Exercise 1
Copy out the entries word for word, from their first line through the line containing "x=586, y=347", with both of those lines included.

Initially she was placed in foster families within her community, but then was relocated to dozens of different foster families and rehab centres in the South.
The girl was doing better after being placed at a rehab centre in Montreal in 2021 where all the children housed there spoke Inuktitut.
But after five months she was transferred, against the wishes of her doctors, to another rehab centre with no connections to her culture.
Warolin’s ruling says that never should have happened, and that distancing the girl from her culture contributed to her distress.
Warolin attributed the girls’ situation in part to territorial battles between the provincial Department of Youth Protection and local health authorities in Nunavik, the region encompassing Quebec’s Far North.
Her decision urges a clarification of the roles of both parties.
Judge says little has changed since Viens Commission
Since that decision was issued, Warolin issued another decision May 1 that she also ordered be sent to provincial ministers.
That decision concerned another Inuk girl, aged 13, who’d been in foster care since age six.
In 2023, the girl started having serious behavioural problems and the foster family struggled to care for her.
At that time, the court ordered the girl be placed immediately in a rehabilitation centre.
It took more than a month to find her a spot because of a shortage of places.
During that month, the girl’s situation deteriorated. The judgment notes she stole two ATVs, and that a social worker was concerned the girl was putting herself at risk in the context of her relationship with an adult man.
Once again in her decision, Warolin condemned the lack of services in the North, this time citing the 2019 Viens Commission report into the mistreatment of Indigenous people in Quebec.
Warolin said that report identified a serious shortage of places in youth rehabilitation centres in the North.
“It is therefore clear that almost five years later, the problem of lack of resources decried by the Honorable Jacques Viens has not been resolved,” Warolin said.
She noted that during this time the need for services has only continued to grow.
“The situation we are witnessing today is all the more dramatic. Without a serious desire to resolve the problem in a lasting manner, we can only anticipate a multiplication of cases similar to this one,” Warolin said.
Quebec’s Human Rights Commission issued a report last week on youth protection services in Nunavik that echoed Warolin’s conclusion.
“This is the tip of the iceberg,” commission head Philippe-André Tessier told CBC News in an interview Thursday.
“Systemic issues about lack of appropriate housing, the fact that there is no appropriate rehabilitation centre, these are things that are known, that are reported, that we’ve made recommendations about,” Tessier said.

Stored dataset entries:
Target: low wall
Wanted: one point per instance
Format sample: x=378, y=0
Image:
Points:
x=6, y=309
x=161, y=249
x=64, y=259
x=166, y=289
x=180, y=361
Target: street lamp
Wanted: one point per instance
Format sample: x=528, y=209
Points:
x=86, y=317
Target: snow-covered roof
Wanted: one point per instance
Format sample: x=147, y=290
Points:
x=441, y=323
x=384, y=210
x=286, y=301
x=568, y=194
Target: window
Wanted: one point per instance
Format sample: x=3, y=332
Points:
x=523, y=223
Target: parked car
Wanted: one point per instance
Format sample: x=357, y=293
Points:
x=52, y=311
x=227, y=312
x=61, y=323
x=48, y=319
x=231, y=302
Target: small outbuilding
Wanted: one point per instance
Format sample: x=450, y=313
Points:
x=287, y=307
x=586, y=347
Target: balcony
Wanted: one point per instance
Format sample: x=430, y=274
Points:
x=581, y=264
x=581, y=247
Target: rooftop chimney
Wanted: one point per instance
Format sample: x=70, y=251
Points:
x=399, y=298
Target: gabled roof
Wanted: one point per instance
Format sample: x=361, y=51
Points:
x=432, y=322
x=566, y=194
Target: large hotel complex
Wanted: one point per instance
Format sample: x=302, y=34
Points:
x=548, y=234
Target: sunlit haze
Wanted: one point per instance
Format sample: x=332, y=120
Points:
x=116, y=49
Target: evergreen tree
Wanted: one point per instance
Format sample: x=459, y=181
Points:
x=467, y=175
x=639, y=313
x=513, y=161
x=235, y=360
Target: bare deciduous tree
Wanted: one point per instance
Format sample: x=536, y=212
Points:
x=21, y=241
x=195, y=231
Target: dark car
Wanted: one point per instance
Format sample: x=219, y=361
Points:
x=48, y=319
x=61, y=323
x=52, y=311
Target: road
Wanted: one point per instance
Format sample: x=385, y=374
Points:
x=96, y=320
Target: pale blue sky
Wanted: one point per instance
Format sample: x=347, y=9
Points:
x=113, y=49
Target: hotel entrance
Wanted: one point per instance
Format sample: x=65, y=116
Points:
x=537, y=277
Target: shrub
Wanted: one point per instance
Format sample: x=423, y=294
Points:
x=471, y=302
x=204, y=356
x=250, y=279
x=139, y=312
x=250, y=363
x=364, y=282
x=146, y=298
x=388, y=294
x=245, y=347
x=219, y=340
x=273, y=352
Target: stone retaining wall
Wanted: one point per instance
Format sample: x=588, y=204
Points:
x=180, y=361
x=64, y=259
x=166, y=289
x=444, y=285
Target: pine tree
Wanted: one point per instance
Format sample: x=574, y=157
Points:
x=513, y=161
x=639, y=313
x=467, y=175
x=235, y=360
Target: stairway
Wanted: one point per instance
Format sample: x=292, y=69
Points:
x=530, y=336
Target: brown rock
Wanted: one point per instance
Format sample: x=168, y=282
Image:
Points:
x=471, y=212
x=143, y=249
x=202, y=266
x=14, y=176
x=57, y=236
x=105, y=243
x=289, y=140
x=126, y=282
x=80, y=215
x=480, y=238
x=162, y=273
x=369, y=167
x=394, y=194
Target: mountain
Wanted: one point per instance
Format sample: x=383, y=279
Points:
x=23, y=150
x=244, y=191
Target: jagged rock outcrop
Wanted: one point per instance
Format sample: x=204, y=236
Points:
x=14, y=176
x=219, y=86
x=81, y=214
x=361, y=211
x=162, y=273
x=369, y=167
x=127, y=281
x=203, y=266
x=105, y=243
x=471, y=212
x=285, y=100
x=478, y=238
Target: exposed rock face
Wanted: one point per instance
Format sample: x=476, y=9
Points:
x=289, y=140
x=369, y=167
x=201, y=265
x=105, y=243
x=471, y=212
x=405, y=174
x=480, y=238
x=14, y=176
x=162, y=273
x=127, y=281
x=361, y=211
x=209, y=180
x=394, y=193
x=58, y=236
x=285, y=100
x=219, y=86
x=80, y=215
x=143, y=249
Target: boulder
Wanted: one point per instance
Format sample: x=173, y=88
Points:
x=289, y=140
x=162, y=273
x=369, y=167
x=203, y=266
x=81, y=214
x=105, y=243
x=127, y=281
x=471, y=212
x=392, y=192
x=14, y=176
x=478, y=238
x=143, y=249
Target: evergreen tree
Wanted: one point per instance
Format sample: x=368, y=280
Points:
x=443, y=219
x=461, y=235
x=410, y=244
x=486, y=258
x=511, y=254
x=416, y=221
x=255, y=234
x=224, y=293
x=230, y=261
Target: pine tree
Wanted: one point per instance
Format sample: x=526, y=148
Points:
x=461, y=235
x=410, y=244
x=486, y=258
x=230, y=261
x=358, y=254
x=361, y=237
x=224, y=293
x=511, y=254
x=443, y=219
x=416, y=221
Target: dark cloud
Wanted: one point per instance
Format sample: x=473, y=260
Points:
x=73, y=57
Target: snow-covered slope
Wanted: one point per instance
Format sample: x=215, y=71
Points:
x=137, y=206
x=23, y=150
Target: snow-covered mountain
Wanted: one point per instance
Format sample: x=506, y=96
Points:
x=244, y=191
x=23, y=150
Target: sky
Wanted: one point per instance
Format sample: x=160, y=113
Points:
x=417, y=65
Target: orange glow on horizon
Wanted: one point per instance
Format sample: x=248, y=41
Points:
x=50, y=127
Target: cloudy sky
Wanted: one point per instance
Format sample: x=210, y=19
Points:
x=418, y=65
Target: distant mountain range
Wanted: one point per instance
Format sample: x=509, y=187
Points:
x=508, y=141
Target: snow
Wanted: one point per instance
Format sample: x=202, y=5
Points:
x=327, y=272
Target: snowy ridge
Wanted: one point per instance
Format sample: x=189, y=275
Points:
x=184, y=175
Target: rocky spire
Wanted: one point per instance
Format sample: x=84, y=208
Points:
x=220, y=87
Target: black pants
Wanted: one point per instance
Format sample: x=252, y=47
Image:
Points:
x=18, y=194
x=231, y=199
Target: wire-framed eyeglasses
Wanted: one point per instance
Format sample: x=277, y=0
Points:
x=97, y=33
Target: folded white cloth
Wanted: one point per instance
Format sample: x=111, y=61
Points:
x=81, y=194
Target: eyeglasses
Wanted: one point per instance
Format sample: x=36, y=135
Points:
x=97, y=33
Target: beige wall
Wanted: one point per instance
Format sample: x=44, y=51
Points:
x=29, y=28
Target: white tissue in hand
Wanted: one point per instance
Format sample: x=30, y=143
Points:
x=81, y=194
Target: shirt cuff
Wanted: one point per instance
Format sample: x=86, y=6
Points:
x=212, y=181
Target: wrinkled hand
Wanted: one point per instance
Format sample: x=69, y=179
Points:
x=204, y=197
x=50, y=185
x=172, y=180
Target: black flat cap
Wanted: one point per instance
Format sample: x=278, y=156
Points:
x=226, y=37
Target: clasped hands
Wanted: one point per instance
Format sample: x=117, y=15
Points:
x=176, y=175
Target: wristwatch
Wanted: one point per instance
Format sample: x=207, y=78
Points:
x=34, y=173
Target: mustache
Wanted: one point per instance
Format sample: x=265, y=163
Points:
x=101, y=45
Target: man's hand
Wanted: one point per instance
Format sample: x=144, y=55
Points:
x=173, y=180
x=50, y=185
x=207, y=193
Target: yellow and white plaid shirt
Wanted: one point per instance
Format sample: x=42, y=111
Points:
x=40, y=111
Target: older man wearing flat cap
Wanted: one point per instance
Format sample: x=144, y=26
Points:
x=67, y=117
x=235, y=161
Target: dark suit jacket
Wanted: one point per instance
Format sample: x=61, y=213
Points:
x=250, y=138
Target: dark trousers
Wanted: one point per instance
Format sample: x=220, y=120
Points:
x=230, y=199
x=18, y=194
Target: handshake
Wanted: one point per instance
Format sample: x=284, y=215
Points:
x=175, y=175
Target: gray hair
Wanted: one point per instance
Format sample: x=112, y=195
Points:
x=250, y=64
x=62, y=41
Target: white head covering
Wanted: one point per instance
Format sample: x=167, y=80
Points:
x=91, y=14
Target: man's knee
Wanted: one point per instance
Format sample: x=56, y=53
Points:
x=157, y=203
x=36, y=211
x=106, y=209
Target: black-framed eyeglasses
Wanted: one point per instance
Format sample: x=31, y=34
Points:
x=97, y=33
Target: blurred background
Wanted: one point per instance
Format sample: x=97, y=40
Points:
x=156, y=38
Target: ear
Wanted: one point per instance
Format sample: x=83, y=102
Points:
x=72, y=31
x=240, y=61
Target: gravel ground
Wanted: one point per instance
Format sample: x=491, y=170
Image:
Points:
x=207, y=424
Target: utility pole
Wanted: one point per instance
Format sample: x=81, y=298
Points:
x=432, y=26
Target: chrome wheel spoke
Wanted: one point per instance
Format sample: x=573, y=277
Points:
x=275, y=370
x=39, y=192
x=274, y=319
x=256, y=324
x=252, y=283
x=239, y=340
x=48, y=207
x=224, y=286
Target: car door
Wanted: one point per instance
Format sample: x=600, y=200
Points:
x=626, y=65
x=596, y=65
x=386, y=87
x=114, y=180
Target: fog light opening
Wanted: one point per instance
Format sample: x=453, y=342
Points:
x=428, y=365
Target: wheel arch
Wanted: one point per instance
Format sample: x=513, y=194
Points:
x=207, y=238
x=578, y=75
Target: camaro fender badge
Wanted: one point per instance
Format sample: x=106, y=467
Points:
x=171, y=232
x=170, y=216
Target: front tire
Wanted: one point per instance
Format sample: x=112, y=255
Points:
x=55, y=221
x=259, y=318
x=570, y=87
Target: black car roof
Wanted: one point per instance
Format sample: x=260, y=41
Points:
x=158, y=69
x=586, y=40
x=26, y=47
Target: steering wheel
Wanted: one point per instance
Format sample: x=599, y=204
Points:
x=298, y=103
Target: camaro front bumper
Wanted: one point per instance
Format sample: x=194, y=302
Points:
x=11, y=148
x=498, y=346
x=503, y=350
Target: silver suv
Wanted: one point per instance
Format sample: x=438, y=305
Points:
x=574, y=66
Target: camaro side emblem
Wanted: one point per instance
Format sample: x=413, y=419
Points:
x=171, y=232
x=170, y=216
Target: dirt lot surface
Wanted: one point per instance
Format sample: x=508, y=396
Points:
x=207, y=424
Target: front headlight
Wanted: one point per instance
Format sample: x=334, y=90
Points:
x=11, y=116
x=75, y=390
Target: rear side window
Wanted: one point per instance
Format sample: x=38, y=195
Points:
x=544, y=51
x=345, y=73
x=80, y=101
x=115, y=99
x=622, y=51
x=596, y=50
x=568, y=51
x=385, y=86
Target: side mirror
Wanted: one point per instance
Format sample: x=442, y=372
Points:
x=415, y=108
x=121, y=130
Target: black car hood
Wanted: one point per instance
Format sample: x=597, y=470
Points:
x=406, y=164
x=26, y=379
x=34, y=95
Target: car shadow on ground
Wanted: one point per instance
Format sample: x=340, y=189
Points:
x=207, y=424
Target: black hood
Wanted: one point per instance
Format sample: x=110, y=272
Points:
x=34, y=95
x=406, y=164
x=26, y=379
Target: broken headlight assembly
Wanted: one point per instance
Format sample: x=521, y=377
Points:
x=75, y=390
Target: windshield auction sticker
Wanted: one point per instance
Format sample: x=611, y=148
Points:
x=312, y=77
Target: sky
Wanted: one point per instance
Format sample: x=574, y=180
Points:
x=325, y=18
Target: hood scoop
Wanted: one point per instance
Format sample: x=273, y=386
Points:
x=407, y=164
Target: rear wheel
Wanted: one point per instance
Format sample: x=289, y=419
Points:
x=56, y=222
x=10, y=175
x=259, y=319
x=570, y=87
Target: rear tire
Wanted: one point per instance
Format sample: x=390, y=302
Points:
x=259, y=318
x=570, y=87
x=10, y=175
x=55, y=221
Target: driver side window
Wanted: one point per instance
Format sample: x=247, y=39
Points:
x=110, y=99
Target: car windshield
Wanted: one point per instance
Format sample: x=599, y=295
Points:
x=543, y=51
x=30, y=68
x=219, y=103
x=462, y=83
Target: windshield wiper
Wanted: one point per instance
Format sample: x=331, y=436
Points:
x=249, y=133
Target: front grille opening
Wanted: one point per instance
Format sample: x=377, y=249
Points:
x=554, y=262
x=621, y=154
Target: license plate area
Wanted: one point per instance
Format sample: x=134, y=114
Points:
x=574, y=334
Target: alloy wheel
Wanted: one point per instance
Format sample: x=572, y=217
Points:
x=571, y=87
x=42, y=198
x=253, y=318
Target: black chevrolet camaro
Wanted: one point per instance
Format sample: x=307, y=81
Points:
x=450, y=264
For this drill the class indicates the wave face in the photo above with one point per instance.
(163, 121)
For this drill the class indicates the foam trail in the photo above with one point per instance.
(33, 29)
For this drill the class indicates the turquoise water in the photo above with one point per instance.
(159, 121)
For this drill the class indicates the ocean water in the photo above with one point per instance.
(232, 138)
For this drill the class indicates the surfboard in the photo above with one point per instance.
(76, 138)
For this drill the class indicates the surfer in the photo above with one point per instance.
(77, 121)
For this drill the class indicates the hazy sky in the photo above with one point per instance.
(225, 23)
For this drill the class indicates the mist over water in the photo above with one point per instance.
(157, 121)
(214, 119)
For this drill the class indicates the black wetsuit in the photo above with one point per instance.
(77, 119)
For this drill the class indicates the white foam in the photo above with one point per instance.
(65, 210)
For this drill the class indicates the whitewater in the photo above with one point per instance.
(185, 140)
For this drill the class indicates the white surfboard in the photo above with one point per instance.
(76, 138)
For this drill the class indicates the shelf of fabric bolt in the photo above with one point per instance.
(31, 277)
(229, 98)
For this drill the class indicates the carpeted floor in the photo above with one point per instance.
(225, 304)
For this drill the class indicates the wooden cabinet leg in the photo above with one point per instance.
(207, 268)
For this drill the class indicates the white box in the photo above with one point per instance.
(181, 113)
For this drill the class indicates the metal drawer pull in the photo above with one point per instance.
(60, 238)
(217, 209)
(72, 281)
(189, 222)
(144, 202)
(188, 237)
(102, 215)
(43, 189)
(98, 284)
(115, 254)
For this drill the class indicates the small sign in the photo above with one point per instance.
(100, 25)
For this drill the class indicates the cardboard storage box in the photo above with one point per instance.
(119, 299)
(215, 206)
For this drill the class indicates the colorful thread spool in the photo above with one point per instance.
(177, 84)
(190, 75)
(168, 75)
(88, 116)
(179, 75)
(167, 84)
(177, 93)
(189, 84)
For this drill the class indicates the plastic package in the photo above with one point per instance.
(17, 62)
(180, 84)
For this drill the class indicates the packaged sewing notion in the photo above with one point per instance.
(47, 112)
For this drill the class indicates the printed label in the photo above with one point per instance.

Exercise 2
In the youth protection article, which report did Warolin cite when condemning the lack of services in the North?

Full solution 1
Target: low wall
Wanted: one point per instance
Format sample: x=378, y=0
Image:
Points:
x=6, y=309
x=161, y=249
x=64, y=259
x=166, y=289
x=180, y=361
Target: street lamp
Wanted: one point per instance
Format sample: x=528, y=209
Points:
x=86, y=317
Target: snow-covered roof
Wanted: one point per instance
Format sample: x=147, y=290
Points:
x=441, y=323
x=384, y=210
x=286, y=301
x=568, y=194
Target: window
Wanted: one point per instance
Format sample: x=3, y=332
Points:
x=523, y=223
Target: parked car
Wanted: one point per instance
Format sample: x=357, y=293
Points:
x=52, y=311
x=227, y=312
x=61, y=323
x=48, y=319
x=231, y=302
Target: small outbuilding
Wanted: one point per instance
Format sample: x=450, y=313
Points:
x=287, y=307
x=586, y=347

Full solution 2
The 2019 Viens Commission report into the mistreatment of Indigenous people in Quebec.